### The request
Pick out every line in the entries below that contains the word "tent", and copy each one.

### Data provided
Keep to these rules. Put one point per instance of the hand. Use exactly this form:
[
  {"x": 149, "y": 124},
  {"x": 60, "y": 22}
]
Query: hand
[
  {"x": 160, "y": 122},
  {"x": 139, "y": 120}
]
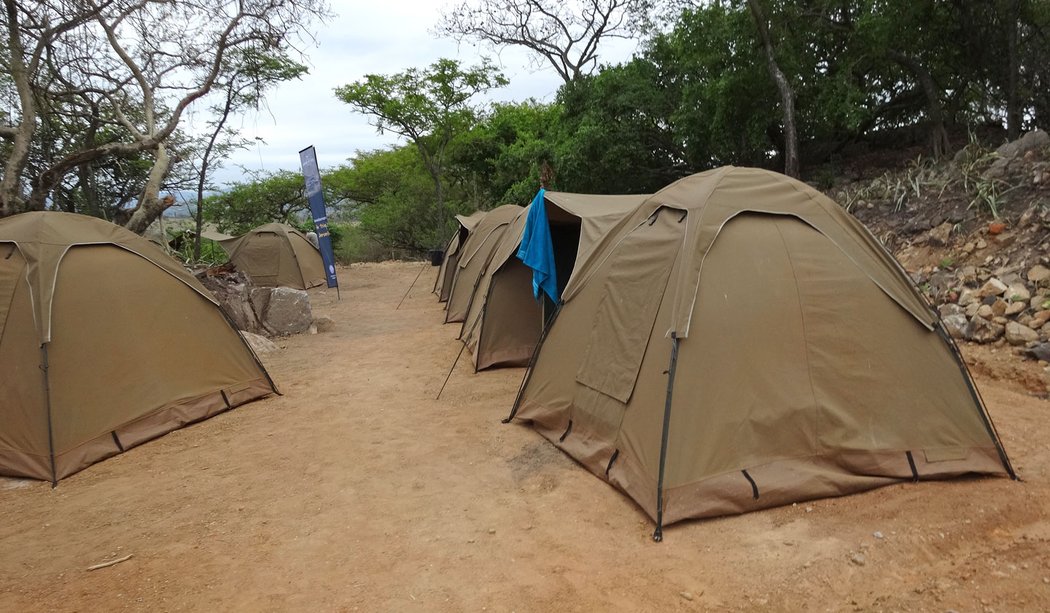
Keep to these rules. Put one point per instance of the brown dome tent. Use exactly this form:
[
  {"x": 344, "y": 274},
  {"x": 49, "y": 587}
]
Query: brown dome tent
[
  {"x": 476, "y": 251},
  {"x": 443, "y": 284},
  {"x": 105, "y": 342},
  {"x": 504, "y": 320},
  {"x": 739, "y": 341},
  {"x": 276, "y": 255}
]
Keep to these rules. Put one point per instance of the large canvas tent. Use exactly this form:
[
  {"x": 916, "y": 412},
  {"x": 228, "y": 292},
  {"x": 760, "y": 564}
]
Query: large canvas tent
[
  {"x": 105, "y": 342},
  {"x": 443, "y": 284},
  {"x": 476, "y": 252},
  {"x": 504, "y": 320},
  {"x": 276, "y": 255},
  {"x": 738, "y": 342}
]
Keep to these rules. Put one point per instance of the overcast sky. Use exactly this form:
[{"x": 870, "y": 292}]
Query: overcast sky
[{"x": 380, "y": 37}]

* * *

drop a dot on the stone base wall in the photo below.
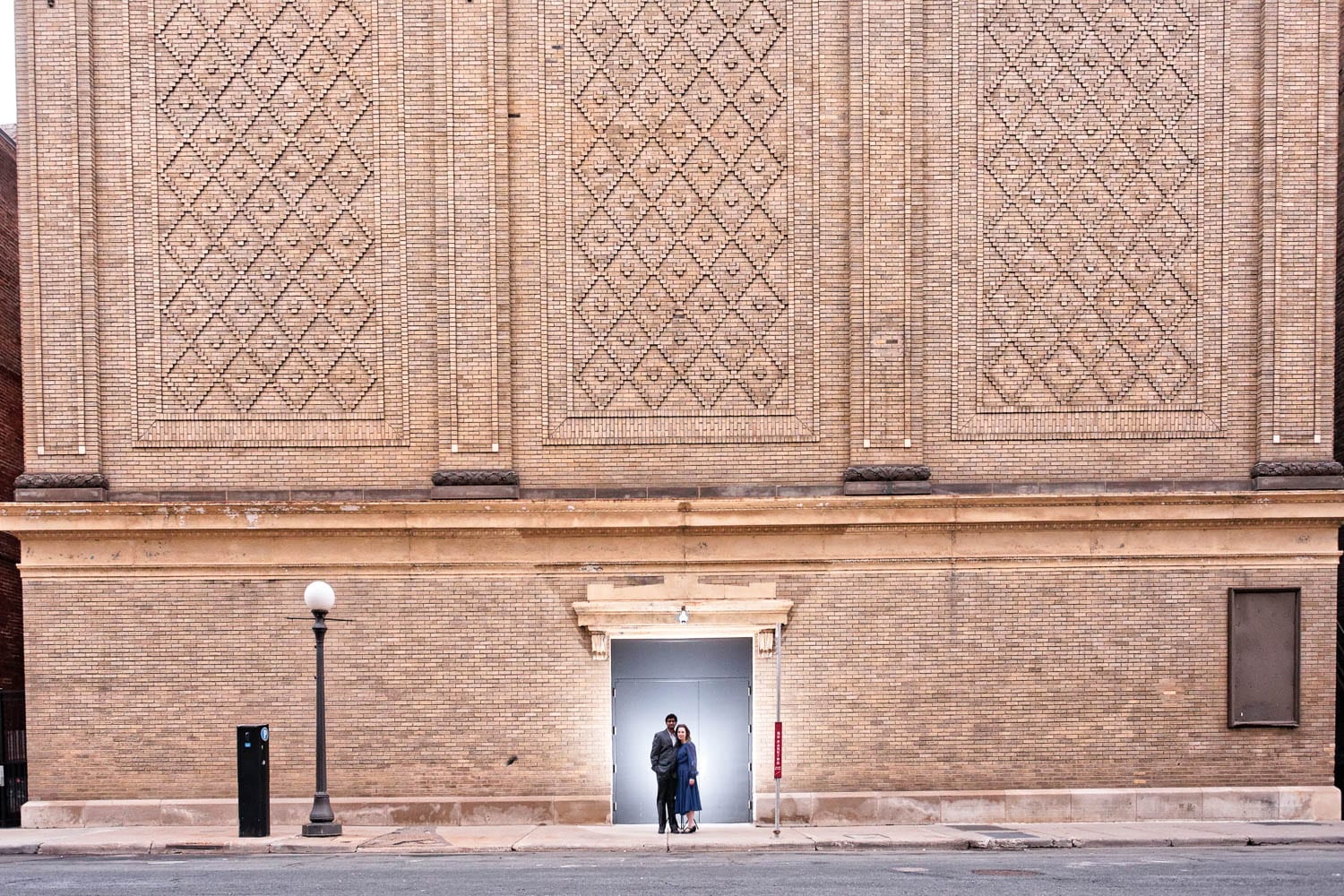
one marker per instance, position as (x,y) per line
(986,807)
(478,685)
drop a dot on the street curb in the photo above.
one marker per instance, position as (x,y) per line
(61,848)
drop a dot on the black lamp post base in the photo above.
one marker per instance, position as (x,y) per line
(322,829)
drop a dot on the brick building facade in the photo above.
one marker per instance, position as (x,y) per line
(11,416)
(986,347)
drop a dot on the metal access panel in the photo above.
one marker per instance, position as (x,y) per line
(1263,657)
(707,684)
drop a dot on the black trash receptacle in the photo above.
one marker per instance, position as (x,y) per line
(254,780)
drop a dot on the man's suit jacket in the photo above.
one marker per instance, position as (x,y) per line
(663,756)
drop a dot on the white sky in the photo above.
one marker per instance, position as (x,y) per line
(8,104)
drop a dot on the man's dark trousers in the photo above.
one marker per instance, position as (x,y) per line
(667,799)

### Solution to the exercise
Keep to these rules. Put one point per instance of the brown dome tent. Use exactly this form:
Query: brown dome tent
Keep to these rules. Put one point per instance of the large canvas tent. Use exactly this form:
Query: large canvas tent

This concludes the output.